* [题目与任务]
(a) 从 CentOS 安装 hadoop 一文中摘出原文，以"Your public key"开头，一直到"[root@localhost ~]# cd .."为止。
(b) 在 CentOS 安装 hadoop 一文里，准备的 hadoop 软件包文件名是什么？
(c) 接着 CentOS 安装 hadoop 一文末尾的"Done."往下续写。
----- 文本摘录
`
zhans52
  • 浏览: 35751 次
  • 性别: Icon_minigender_1
  • 来自: 上海
社区版块
存档分类
最新评论

CentOS 安装 hadoop(伪分布模式)

阅读更多

      在本机上装的CentOS 5.5 虚拟机,

      软件准备:jdk 1.6 U26

      hadoop:hadoop-0.20.203.tar.gz

 

ssh检查配置

 

[root@localhost ~]# ssh-keygen -t  rsa
Generating public/private rsa key pair.
Enter file in which to save the key (/root/.ssh/id_rsa): 
Created directory '/root/.ssh'.
Enter passphrase (empty for no passphrase): 
Enter same passphrase again: 
Your identification has been saved in /root/.ssh/id_rsa.
Your public key has been saved in /root/.ssh/id_rsa.pub.
The key fingerprint is:
a8:7a:3e:f6:92:85:b8:c7:be:d9:0e:45:9c:d1:36:3b root@localhost.localdomain
[root@localhost ~]# 
[root@localhost ~]# cd ..
[root@localhost /]# cd root
[root@localhost ~]# ls
anaconda-ks.cfg  Desktop  install.log  install.log.syslog
[root@localhost ~]# cd .ssh
[root@localhost .ssh]# cat id_rsa.pub > authorized_keys
[root@localhost .ssh]# 

[root@localhost .ssh]# ssh localhost
The authenticity of host 'localhost (127.0.0.1)' can't be established.
RSA key fingerprint is 41:c8:d4:e4:60:71:6f:6a:33:6a:25:27:62:9b:e3:90.
Are you sure you want to continue connecting (yes/no)? yes
Warning: Permanently added 'localhost' (RSA) to the list of known hosts.
Last login: Tue Jun 21 22:40:31 2011
[root@localhost ~]# 

 

安装jdk

[root@localhost java]# chmod +x jdk-6u26-linux-i586.bin
[root@localhost java]# ./jdk-6u26-linux-i586.bin
......
......
......
For more information on what data Registration collects and 
how it is managed and used, see:
http://java.sun.com/javase/registration/JDKRegistrationPrivacy.html

Press Enter to continue.....

 
Done.
----------
----- 所给材料
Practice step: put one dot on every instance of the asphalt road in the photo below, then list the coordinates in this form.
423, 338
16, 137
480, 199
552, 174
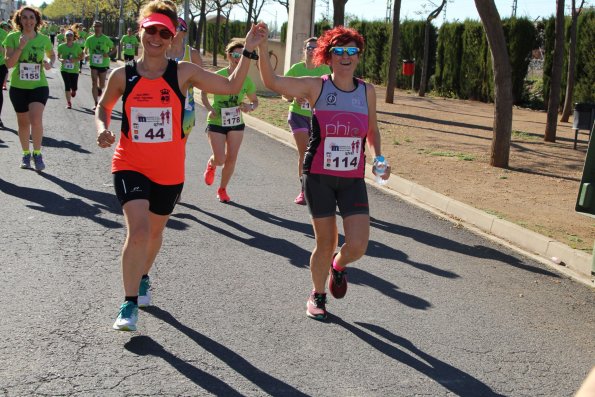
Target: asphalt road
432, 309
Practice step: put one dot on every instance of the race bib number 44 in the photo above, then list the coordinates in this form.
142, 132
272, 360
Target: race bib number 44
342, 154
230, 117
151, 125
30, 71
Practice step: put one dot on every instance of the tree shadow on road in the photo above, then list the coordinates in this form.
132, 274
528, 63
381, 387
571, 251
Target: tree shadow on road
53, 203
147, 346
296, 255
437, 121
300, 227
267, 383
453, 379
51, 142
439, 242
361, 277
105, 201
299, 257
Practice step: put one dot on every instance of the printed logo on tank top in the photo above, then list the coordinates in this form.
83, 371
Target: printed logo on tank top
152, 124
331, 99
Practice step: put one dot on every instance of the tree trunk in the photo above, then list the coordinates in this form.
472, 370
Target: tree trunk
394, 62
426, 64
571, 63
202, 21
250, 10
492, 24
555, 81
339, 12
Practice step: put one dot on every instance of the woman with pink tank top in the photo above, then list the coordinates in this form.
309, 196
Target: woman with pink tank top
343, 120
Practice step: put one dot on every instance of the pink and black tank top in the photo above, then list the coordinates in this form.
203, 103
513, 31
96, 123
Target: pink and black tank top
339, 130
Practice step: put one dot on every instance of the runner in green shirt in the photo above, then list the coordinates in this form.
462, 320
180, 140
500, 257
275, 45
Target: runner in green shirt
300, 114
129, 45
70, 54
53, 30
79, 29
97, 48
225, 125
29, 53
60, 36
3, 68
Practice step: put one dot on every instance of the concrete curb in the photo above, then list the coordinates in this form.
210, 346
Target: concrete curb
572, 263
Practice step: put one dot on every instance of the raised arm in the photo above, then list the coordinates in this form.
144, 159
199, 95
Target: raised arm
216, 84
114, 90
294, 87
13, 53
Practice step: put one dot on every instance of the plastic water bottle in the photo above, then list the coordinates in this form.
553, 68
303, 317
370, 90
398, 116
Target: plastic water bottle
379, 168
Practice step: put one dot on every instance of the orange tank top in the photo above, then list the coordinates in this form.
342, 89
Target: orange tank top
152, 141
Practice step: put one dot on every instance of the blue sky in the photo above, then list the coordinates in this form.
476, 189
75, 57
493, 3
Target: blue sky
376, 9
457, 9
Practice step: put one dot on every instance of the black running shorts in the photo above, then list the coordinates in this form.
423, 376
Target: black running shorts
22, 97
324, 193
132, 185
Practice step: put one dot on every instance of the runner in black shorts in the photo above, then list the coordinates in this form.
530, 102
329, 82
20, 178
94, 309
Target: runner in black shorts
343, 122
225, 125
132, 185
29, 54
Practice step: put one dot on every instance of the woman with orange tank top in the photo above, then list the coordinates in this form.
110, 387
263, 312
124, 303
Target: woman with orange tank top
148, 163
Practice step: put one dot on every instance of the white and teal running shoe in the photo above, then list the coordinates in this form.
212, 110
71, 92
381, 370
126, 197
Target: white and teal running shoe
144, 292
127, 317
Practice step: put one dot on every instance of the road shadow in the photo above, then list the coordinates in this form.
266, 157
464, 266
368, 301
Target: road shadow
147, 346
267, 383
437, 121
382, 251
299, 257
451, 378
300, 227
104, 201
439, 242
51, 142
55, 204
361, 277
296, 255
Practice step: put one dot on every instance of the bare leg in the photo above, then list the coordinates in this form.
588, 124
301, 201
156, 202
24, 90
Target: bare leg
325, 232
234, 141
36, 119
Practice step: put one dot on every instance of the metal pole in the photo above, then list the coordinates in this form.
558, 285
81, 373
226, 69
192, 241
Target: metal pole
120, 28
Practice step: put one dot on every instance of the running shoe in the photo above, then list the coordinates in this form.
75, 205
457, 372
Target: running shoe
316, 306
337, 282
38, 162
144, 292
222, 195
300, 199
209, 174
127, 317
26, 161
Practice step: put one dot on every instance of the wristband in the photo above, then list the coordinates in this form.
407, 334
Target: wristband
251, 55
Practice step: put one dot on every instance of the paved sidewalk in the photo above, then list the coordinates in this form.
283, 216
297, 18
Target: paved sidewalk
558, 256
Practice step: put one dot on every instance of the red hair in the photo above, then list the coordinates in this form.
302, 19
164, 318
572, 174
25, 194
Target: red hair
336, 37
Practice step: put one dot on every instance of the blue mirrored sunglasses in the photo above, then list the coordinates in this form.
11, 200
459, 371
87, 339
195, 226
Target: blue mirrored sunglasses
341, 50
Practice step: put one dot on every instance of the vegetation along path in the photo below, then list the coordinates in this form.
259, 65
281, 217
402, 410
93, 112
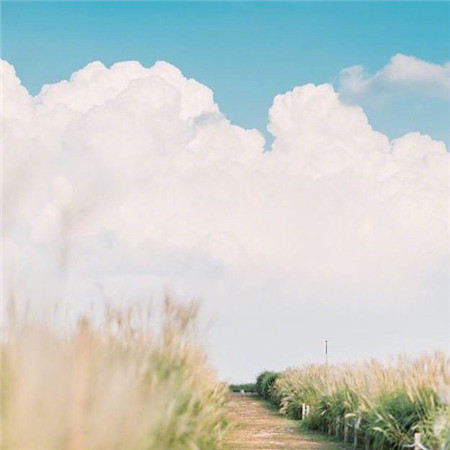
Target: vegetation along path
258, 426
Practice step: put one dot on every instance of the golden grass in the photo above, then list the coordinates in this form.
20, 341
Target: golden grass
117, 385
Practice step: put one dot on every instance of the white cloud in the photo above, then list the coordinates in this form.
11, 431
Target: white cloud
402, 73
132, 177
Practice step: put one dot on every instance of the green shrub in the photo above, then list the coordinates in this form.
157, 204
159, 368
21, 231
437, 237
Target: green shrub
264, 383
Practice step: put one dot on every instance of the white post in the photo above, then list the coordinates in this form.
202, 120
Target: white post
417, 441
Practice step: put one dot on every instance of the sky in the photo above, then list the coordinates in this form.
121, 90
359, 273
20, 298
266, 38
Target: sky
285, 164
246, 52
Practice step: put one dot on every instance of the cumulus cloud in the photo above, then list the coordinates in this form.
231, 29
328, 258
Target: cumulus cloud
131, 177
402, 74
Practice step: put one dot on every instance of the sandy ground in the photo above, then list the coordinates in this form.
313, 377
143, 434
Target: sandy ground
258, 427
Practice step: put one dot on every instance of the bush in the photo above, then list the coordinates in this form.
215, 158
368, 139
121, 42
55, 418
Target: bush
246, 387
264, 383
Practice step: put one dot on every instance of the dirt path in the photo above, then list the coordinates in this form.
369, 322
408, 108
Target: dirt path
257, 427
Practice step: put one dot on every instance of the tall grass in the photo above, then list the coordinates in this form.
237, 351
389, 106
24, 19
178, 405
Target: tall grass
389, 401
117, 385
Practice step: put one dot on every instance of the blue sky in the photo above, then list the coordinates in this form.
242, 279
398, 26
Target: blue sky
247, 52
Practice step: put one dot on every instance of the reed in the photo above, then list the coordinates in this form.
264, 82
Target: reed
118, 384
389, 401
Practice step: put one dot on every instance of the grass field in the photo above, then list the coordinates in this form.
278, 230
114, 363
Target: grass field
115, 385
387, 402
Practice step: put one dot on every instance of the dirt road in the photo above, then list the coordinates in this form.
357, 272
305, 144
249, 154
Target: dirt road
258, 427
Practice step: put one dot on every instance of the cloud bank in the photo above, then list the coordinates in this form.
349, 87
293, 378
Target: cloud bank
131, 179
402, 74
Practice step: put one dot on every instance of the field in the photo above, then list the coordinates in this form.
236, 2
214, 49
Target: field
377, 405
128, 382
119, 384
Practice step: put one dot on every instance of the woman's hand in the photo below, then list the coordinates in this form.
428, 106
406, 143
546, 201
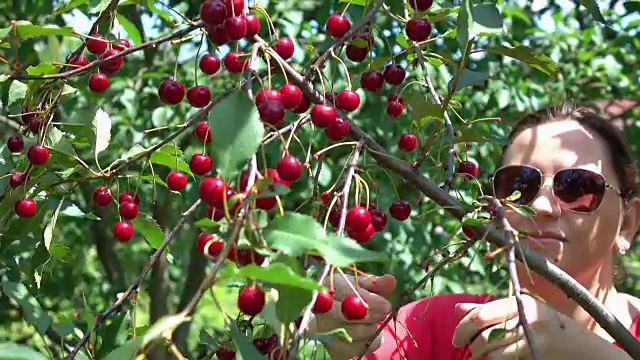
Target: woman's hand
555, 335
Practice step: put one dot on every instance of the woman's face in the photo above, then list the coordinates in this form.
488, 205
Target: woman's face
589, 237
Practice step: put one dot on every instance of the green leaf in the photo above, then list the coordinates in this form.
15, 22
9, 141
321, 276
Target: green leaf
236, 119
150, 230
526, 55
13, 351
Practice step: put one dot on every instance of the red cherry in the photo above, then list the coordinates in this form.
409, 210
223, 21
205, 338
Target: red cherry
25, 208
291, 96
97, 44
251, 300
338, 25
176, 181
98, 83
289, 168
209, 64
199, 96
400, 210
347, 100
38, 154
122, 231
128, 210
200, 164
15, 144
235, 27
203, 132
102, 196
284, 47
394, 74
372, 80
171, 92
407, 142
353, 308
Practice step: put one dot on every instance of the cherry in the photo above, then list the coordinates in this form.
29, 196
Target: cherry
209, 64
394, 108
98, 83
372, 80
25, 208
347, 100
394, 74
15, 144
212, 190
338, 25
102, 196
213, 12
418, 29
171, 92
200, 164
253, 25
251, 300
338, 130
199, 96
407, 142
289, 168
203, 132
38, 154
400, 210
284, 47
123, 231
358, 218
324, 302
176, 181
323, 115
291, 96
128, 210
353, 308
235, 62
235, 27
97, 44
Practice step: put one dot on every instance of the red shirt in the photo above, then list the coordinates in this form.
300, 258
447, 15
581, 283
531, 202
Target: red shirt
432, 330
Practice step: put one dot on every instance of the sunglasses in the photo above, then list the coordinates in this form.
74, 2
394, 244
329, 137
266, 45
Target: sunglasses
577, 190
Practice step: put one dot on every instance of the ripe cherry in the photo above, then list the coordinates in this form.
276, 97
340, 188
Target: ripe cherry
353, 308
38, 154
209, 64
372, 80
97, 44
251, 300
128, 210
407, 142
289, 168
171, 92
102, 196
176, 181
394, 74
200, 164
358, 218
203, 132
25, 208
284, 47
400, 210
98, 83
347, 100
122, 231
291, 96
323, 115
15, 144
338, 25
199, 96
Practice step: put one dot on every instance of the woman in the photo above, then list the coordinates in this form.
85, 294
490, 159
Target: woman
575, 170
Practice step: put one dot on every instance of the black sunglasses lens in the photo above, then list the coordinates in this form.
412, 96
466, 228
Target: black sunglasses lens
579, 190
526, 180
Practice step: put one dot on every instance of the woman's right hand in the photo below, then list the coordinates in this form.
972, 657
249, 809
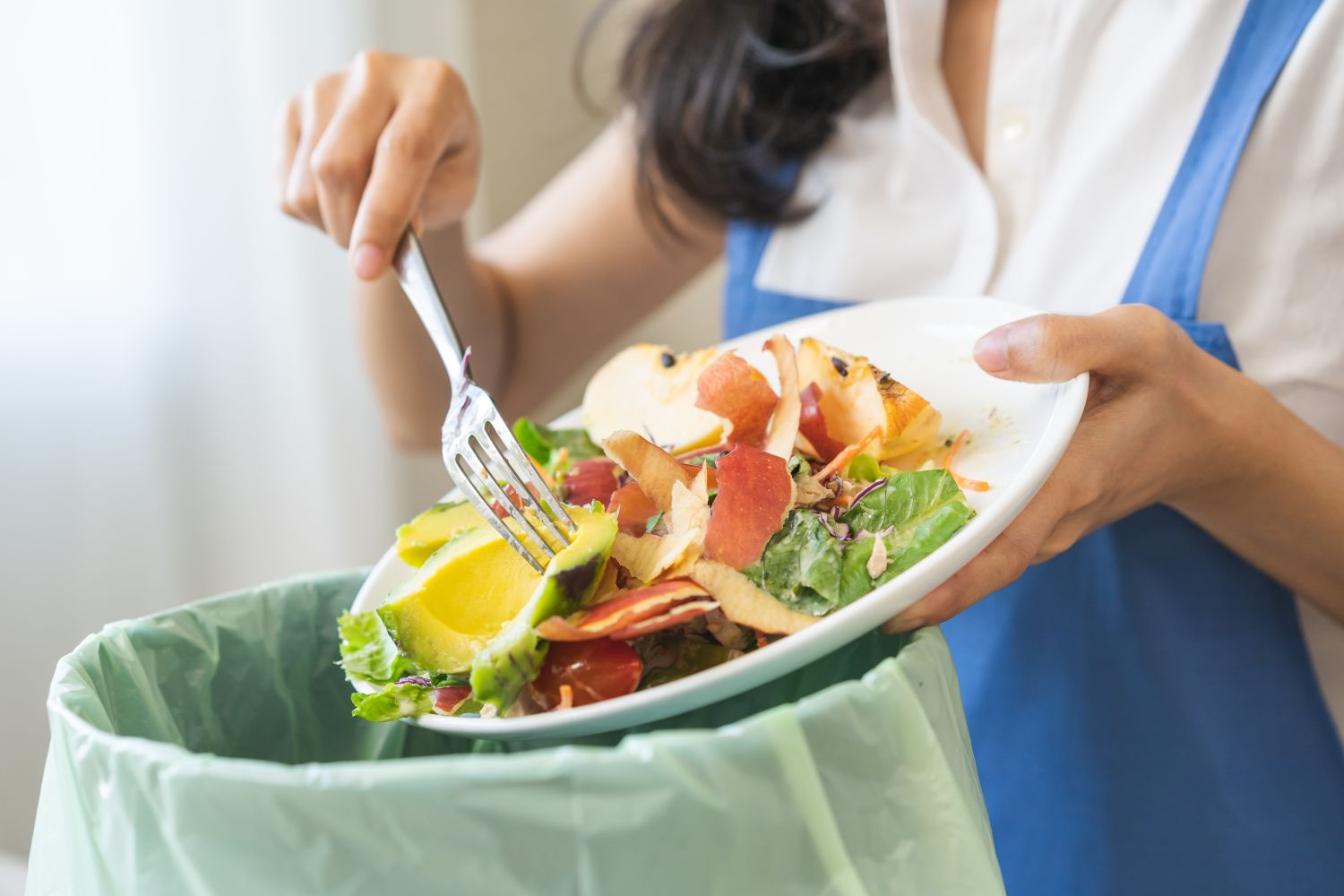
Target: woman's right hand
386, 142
----------
* [参考答案]
(a)
Your public key has been saved in /root/.ssh/id_rsa.pub.
The key fingerprint is:
a8:7a:3e:f6:92:85:b8:c7:be:d9:0e:45:9c:d1:36:3b root@localhost.localdomain
[root@localhost ~]# 
[root@localhost ~]# cd ..

(b) hadoop-0.20.203.tar.gz

(c)
  安装完成后生成文件夹:jdk1.6.0_26

 

  配置环境变量

 

[root@localhost java]# vi /etc/profile
#添加如下信息
# set java environment
export JAVA_HOME=/usr/java/jdk1.6.0_26
export CLASSPATH=$CLASSPATH:$JAVA_HOME/lib:$JAVA_HOME/jre/lib
export PATH=$JAVA_HOME/lib:$JAVA_HOME/jre/bin:$PATH:$HOME/bin
export HADOOP_HOME=/usr/local/hadoop/hadoop-0.20.203
export PATH=$PATH:$HADOOP_HOME/bin

[root@localhost java]# chmod +x  /etc/profile
[root@localhost java]# source  /etc/profile
[root@localhost java]# 
[root@localhost java]# java -version
java version "1.6.0_26"
Java(TM) SE Runtime Environment (build 1.6.0_26-b03)
Java HotSpot(TM) Client VM (build 20.1-b02, mixed mode, sharing)
[root@localhost java]# 

修改hosts

[root@localhost conf]# vi /etc/hosts
# Do not remove the following line, or various programs
# that require network functionality will fail.
127.0.0.1               localhost.localdomain localhost
::1             localhost6.localdomain6 localhost6
127.0.0.1       namenode datanode01
 

 

解压安装hadoop

[root@localhost hadoop]# tar zxvf hadoop-0.20.203.tar.gz
......
......
......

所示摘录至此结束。